● **Listed entries**:
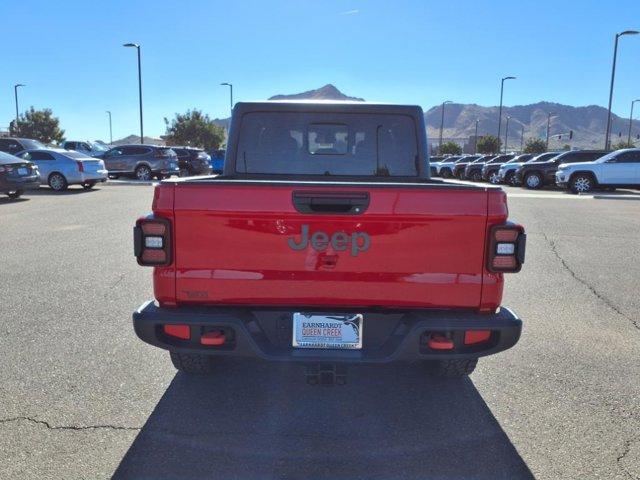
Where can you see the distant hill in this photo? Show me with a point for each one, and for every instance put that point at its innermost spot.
(328, 92)
(588, 123)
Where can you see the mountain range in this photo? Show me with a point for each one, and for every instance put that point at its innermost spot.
(587, 123)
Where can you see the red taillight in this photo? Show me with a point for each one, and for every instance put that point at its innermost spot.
(506, 247)
(179, 331)
(472, 337)
(152, 241)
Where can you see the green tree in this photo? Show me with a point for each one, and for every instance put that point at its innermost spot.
(194, 129)
(39, 125)
(535, 145)
(489, 144)
(622, 144)
(450, 148)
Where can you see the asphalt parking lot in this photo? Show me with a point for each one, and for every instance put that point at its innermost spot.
(82, 397)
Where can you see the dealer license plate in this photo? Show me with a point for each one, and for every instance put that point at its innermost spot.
(341, 331)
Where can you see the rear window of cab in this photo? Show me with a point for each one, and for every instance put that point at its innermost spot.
(279, 143)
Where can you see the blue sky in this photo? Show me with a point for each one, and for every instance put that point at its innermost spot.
(70, 56)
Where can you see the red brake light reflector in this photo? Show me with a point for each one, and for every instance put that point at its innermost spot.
(179, 331)
(214, 338)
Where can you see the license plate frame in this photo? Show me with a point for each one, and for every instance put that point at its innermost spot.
(327, 331)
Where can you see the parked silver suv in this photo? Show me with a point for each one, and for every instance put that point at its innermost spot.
(142, 161)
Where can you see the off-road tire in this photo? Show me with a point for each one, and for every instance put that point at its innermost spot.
(452, 368)
(57, 182)
(192, 363)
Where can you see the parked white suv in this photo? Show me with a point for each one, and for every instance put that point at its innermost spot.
(616, 169)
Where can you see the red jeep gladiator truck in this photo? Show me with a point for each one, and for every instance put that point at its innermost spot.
(325, 241)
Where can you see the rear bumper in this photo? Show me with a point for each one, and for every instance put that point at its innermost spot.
(387, 336)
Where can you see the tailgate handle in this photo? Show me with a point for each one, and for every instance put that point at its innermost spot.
(335, 203)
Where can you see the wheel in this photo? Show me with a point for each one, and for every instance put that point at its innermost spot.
(192, 363)
(452, 368)
(581, 183)
(533, 181)
(494, 178)
(143, 173)
(15, 194)
(57, 182)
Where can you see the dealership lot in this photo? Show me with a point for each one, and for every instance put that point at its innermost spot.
(82, 397)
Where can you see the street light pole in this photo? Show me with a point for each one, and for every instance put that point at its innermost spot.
(230, 85)
(549, 126)
(506, 135)
(110, 130)
(607, 141)
(630, 121)
(441, 125)
(500, 110)
(475, 141)
(137, 47)
(15, 92)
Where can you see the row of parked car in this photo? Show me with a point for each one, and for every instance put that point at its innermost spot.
(26, 164)
(579, 171)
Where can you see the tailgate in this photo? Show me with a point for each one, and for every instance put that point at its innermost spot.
(284, 244)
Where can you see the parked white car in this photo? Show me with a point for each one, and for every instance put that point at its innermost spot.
(60, 168)
(90, 149)
(616, 169)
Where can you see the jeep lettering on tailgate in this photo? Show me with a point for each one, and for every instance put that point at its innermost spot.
(340, 241)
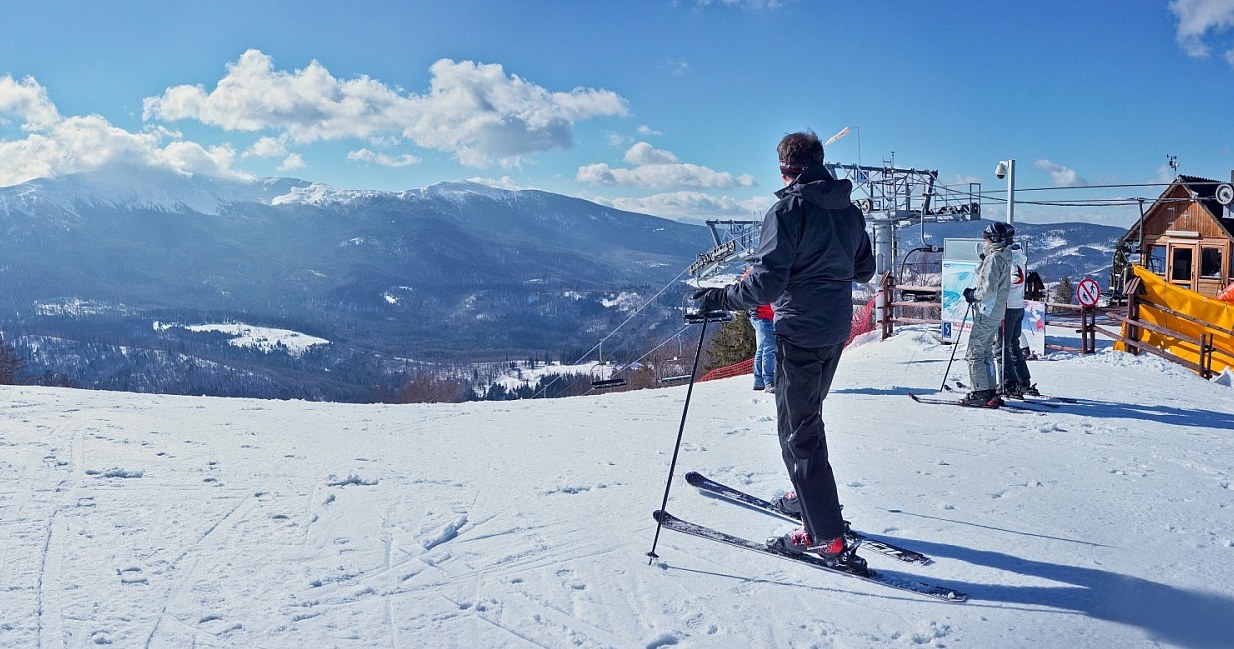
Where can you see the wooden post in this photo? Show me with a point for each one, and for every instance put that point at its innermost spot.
(889, 289)
(1133, 314)
(1206, 355)
(1089, 326)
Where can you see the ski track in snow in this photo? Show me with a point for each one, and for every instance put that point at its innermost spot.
(154, 521)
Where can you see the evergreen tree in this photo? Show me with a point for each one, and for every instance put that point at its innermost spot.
(733, 343)
(1064, 293)
(10, 364)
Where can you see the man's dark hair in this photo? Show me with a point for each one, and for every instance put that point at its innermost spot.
(800, 151)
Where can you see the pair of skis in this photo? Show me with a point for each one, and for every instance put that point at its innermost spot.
(855, 571)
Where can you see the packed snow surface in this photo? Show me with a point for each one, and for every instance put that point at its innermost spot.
(157, 521)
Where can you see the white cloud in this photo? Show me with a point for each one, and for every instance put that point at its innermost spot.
(659, 169)
(744, 4)
(475, 111)
(268, 147)
(293, 162)
(56, 144)
(384, 159)
(1196, 19)
(26, 100)
(1061, 175)
(643, 153)
(692, 206)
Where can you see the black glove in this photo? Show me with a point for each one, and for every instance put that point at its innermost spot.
(710, 299)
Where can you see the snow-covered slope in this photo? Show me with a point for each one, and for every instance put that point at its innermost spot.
(143, 189)
(151, 521)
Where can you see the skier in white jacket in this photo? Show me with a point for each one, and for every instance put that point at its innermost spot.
(987, 301)
(1017, 381)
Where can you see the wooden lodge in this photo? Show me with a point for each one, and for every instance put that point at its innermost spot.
(1186, 236)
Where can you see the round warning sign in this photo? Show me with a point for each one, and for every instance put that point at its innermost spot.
(1087, 293)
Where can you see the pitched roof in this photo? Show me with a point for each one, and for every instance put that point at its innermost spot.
(1205, 190)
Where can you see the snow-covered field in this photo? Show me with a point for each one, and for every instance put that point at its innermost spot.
(157, 521)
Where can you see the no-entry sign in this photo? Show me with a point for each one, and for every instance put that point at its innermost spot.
(1087, 293)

● **Aim of the exercise**: Copy out the part of the records that starts with the line containing "Where can you see the snow-covered slope" and runs through the end of the records, keeping every line unchanged.

● **Answer in full**:
Where can you see the snow-covered slope in this photo? Show me with a point for each one, and for every instance put that point at its innermost spot.
(143, 189)
(151, 521)
Where can you see the skier in white jacket in this photo? Show me with a point for each one, and for every instance put that point at its innermost spot.
(987, 301)
(1017, 381)
Where can you see the wooden lodge in this photo? Show me with a point for each one, and for every instance put that point at its innermost spot.
(1186, 236)
Where can you see the round warning sign in this photo? Show me with a point for each one, and for every instance put that point at its innermost spot.
(1087, 293)
Where can you see the pitched roof in this photo? Show me with a point for each one, and for every instance put that point at its innermost spot.
(1205, 190)
Where can you see the snow-covered field in this photo? Show me with a point for each one, and for every instance put that point at its innermost spot.
(157, 521)
Where can you see the no-entry sign in this photo? Show me with a point for each one, and for every instance put that point at its innermost spot.
(1087, 293)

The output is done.